• **Short task**
Print all entries word for word.

---

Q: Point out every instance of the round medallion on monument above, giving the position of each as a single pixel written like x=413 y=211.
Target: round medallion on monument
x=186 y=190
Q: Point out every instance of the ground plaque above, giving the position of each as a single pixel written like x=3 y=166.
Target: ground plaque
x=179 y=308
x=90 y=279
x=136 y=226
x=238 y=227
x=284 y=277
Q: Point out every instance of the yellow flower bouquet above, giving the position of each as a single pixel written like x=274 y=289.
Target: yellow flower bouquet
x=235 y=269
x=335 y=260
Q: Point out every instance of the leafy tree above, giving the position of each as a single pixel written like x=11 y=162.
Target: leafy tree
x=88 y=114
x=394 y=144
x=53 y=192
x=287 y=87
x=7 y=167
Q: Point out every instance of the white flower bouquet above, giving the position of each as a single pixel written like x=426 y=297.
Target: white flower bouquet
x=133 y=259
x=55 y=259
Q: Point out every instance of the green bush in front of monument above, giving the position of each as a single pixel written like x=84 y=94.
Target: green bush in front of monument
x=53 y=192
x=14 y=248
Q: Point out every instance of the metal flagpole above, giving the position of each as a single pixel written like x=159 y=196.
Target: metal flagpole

---

• **Solution**
Q: Point out every instance of the round medallion on monument above, giving the position of each as a single pixel written like x=413 y=211.
Target: round medallion on monument
x=186 y=190
Q: Point out every instance of the ground plaque above, giving the position of each as a single pixel written like x=3 y=166.
Target: ground plaque
x=179 y=308
x=90 y=279
x=136 y=226
x=238 y=227
x=284 y=277
Q: Point out every instance of the yellow flower bouquet above, giving the position of each as a single pixel written like x=274 y=289.
Target: yellow flower bouquet
x=235 y=269
x=335 y=260
Q: Point out every instance of the leafy tree above, giving the position of each as a single pixel written like x=11 y=162.
Target: leafy tree
x=88 y=114
x=394 y=144
x=53 y=192
x=287 y=87
x=7 y=167
Q: Point out every instance of the white flower bouquet above, giving the position of each as a single pixel written like x=426 y=297.
Target: white flower bouquet
x=133 y=259
x=55 y=259
Q: Point out every instance of the green bush in front of monument above, giving the position of each as a single pixel written like x=84 y=94.
Target: green bush in front of monument
x=53 y=192
x=14 y=248
Q: Point out every instance of the metal flagpole above, giving the position of each as a single pixel written like x=159 y=196.
Target: metal flagpole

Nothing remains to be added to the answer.